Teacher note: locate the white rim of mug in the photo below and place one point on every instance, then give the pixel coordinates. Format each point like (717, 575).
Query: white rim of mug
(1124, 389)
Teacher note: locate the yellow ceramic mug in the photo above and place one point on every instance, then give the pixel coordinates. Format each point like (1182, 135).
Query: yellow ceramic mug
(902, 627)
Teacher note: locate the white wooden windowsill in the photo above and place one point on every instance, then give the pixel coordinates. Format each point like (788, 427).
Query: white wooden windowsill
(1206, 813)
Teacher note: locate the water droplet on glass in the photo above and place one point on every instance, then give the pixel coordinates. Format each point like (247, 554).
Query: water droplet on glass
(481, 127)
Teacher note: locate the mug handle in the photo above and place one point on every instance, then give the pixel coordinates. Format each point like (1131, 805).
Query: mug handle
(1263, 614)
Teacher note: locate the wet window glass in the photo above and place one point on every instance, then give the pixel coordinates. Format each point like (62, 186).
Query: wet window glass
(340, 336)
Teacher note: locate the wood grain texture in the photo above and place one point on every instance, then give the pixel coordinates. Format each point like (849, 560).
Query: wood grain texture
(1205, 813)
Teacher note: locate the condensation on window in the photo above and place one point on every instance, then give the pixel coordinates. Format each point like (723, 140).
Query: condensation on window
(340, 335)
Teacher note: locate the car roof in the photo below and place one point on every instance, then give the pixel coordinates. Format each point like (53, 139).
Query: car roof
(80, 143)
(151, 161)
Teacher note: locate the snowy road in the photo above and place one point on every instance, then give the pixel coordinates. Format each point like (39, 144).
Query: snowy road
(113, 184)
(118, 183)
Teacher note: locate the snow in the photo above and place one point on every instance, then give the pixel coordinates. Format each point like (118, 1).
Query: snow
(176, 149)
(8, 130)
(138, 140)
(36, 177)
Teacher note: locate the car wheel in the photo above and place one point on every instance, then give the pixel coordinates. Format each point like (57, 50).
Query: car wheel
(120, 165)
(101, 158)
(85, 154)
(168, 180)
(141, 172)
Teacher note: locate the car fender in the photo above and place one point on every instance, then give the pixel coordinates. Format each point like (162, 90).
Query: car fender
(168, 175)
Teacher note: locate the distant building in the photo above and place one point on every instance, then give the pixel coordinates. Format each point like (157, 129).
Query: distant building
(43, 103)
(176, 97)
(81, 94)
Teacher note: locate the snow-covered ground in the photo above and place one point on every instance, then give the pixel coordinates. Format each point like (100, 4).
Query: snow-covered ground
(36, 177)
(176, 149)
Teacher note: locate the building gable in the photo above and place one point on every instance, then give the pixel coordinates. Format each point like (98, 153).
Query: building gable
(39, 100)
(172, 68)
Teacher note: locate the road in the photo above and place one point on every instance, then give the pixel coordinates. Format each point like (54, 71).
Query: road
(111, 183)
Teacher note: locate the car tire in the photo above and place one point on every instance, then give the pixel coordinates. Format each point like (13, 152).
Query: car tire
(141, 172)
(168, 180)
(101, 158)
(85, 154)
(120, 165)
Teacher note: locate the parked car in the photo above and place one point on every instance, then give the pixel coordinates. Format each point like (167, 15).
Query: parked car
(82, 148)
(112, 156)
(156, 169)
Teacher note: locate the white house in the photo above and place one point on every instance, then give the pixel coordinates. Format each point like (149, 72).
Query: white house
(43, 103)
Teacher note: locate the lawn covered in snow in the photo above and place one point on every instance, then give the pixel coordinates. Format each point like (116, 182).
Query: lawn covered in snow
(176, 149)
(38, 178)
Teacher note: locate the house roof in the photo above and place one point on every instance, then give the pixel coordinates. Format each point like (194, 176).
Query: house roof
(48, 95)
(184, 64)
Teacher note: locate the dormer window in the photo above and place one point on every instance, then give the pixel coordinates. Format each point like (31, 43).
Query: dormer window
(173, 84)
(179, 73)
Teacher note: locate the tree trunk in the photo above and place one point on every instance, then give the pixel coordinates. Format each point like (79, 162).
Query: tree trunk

Directions for this task
Set down each record above without changing a single word.

Solution to the exercise
Teacher note: locate the white rim of mug in the photo below and place one point on every instance, then give the pixel coordinates. Format each point like (717, 575).
Query: white rim of mug
(1124, 389)
Teacher note: locate the yellow ceramic mug in the photo above and place one point on every instance, then give the pixel coordinates. Format each point like (1182, 135).
Query: yellow ceramic mug
(902, 627)
Teacher note: locate the white wooden windowsill in the photo above and place one point on every instance, then give the pixel coordinates. Format each point like (788, 427).
Query: white wooden windowsill
(1206, 813)
Teacher note: locate the water droplet on glass in the photo above and place one point on every instance, then give the pixel coordinates. Format each point like (247, 554).
Query: water droplet on glass
(481, 127)
Teacher note: locate the mug handle in the photo above and place one point on every instance, then give the pixel coordinates. Format each point like (1131, 805).
Query: mug handle
(1263, 614)
Teacher note: locate the wet window glass in the photo above and place one point on every instance, then give the pixel coordinates. Format each point like (62, 186).
Query: wet window glass
(340, 336)
Teacher note: locate the wood grain texture in the photo above and place one point on every instance, then give the pixel coordinates. Format each point like (849, 560).
Query: wood grain texture
(1205, 813)
Teacher note: locate the condensation on window in the photo above and place one point on every instance, then give the pixel coordinates. Format each point like (723, 140).
Query: condensation on window
(340, 335)
Teacher note: locate the car roof in the photo below and place one point on every instance, then give the pixel coordinates. Format each point like (53, 139).
Query: car roof
(80, 143)
(151, 161)
Teacher note: locate the snowy road in the photo above and place one point on every instance, then give the pixel coordinates. Format each point like (39, 144).
Query: snowy road
(113, 184)
(118, 183)
Teacher note: locate the snow in the photo above and place one point on every instance, then give the pixel coordinates. Format each point like (118, 1).
Query: snow
(176, 149)
(8, 130)
(138, 140)
(36, 177)
Teacher note: locate the car wheel in the photo above and place one point on every instance, then give the pixel coordinates. Format each point like (57, 50).
Query: car wheel
(120, 165)
(101, 158)
(85, 154)
(168, 180)
(141, 172)
Teacher note: locate the car fender in the photo above and place one point on every instance, then give the pixel coordinates. Format each point like (162, 90).
Query: car fender
(168, 175)
Teacher note: locate the distant building in the photo above and place one point on every instance, then give the pixel coordinates. Format each point like (157, 129).
Query: distant building
(43, 103)
(176, 97)
(81, 94)
Teacher note: locate the snow-covered ground in the photo above and place one point on every instance, then give the pixel coordinates. Format each point like (100, 4).
Query: snow-covered ground
(36, 177)
(176, 149)
Teacher note: locate the building gable in the photo above and place one point on every instance, then give the pixel coordinates. Format each point like (98, 153).
Query: building gable
(39, 100)
(172, 68)
Teacher note: locate the road in the photo above and place one point on every instance, then give the pixel coordinates. Format each point like (54, 71).
Query: road
(111, 183)
Teacher note: locate the car tire in the photo above and place one point on every instance, then give the pixel coordinates. Format each point like (13, 152).
Query: car tire
(141, 172)
(168, 180)
(101, 158)
(85, 154)
(120, 165)
Teacher note: locate the parked car in the photo above and place one point on every instance, then give the pixel coordinates. Format each point like (167, 15).
Query: parked car
(82, 148)
(112, 156)
(156, 169)
Teacher note: locate the white house in the photo above and place one point on every instance, then give the pixel coordinates. Format each point like (149, 72).
Query: white house
(43, 103)
Teacher note: locate the lawn covered in snow in the photo above and place one point on every instance, then give the pixel coordinates. Format each point like (116, 182).
Query: lawn covered in snow
(176, 149)
(38, 178)
Teacher note: locate the house roof in the photo above and place one point on every instance, then give the pixel coordinates. Format each point like (194, 176).
Query: house roof
(48, 95)
(184, 64)
Teacher note: locate the dormer window in the photo above and place one point on every instance, then give the pixel coordinates. Format each point like (31, 43).
Query: dormer window
(173, 84)
(179, 73)
Teacher note: locate the tree trunk in the photo above and place one point on every instance, then give the pixel coordinates. Format each point like (79, 162).
Query: tree trunk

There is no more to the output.